* **BRIEF**
Resume the forum thread on refining the grain of D2 tool steel, writing on from its last sentence.
— Begin EXCERPTED PASSAGE —
Thanks mete, that was what I feared most... So how would I refine the grain now, spheroidal anneal???

Bohler sheet was not recommending normalizing operation for D2, I used to anneal this steel for that reason. However Uddeholm sheet welcomes normalizing. In fact I was confused so to be sure I always annealed my blades before hardening.
 
I understand, slow cooling from austenisation temperatures encourages grain growth and to refine I need to get all the grains to a new structure, fine pearlite or martensite (cool not too slow). Then re apply all that process until I have the desired grain size... If I understood that, my problem is D2 needs long soaks and any air cooling operation causes it to harden and stress. I was thinking to austenise and soak then air cool to Ms then again austenise. Am I on the right track???
 
I'll have to do some research on this. My worry is that you now have grain boundary carbides which might be difficult to remove ! Grain size will be easy to change.
 
Emre, please don't let the grain growth paranoia that inflicts most of bladesmithing deprive you of too much sleep. As you can see mete gets it about the grain size fix. Grains grow, that is what they do, that is all they do, and they never shrink. But what they do before they grow is remake themselves in a whole new phase, come to a stable size and then grow by devouring one another. This happens again, and again to varying degrees with every heat past critical (ac1 to be precise). So fixing grains is the simplest of our operations and although a number of bladesmiths promote their skills on their ability to control grain size all they are doing is preying on the public’s ignorance of this topic. Reheat your steel without going to the higher temperatures and you grains will simply reform finer with every reasonable heat. That is the good news:) and now that I have you feeling better...
— End EXCERPTED PASSAGE —
— Begin GIVEN INFORMATION —
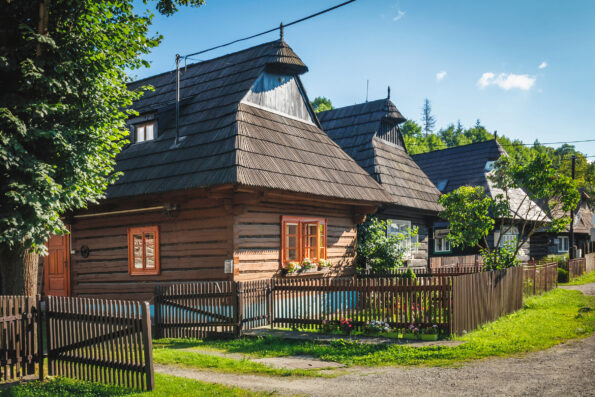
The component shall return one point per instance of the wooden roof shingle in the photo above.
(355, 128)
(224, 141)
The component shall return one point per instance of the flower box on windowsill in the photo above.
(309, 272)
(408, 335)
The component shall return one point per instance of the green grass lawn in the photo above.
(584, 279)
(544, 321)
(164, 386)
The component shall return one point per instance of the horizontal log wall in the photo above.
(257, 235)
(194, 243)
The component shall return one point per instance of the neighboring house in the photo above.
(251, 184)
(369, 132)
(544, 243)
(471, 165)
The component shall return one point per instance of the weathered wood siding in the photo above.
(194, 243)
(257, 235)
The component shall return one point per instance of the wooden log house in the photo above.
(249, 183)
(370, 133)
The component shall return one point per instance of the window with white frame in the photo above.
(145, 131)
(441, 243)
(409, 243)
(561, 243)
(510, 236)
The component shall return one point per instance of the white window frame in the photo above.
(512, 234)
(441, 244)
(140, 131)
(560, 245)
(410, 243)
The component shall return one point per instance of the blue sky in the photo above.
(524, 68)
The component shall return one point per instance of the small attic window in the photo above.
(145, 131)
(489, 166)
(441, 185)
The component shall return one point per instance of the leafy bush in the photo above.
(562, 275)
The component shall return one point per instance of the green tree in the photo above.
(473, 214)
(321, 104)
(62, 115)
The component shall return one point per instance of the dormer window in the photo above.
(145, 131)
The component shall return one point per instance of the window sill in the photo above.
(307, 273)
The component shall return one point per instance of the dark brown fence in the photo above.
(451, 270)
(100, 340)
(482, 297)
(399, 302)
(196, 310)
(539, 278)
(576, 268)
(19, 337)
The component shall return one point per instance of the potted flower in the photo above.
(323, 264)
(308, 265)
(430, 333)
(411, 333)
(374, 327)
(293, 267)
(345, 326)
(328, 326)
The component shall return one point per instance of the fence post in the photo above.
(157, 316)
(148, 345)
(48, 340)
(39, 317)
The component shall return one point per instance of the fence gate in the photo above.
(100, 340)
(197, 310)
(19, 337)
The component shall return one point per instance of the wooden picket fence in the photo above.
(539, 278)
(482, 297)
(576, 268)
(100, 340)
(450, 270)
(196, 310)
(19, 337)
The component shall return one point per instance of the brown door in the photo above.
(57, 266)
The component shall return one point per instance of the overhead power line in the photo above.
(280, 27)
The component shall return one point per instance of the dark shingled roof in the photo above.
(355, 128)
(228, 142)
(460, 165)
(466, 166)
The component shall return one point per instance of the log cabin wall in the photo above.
— End GIVEN INFORMATION —
* **OUTPUT FOR THIS EXERCISE**
The bad news, the part that so many bladesmiths never seem to worry about because they are so focused on grain size, is the problem of carbide size and distribution:(. This is still not too tricky to fix with a steel as simple as say 1095 as the carbon will move around rather easily during many of the same heats that can refine grain size. However, when carbide forming elements are added to the mix the carbides become very stubborn and troublesome, it is actually this reason that most bladesmiths avoid steels that are stainless or borderline stainless.

Now for the really bad news:(, in D2 you have chosen about the most carbide rich stuff you can without going to stainless, about as far from 1095 as you can get without going over the top. This steel likes to form nasty course carbides that are a bear to break up. These carbides will be as much of a problem as any larger grain size.

Now for the better news. Follow proper industrial normalization concepts (even though there are none for D2) and you can fix the carbide issues :). Don't let bladesmiths talk you into low temperature cycling because of misguided ideas about grain refinement, low temp cycling will only make the carbide problem worse. Get it hot; recommended hardening temps are 980C to 1025C range, so this gives you and idea of how hot things have to be to begin putting carbide into solution. I would cycle it there a few times and then move on to grain refinement at a couple of lower temperature cycles.

The trick with this carbide stuff is how things cool more than how hot they got. Slow cooling with lots of dissolved carbide is a very dicey thing since it allows that extra carbide time to go where it wants to go, which almost never coincides where you want it to be. Your "anneal" wasn't bad because of the temperatures used alone; it was bad because of how slowly you cooled from that those temps.

For all the reason outlined above I just don't work with D2 so what I have outlined is mostly suggestions more than rules and I would pay attention to whatever mete comes up with on this as well. Also there are charts showing the marked grain reduction by going into your final quench from a less than annealed condition, no doubt by putting those carbides to good use.

P.S. Special considerations for decarb are often described for this steel, so you may have another nasty problem to be concerned with in all this heating and cooling.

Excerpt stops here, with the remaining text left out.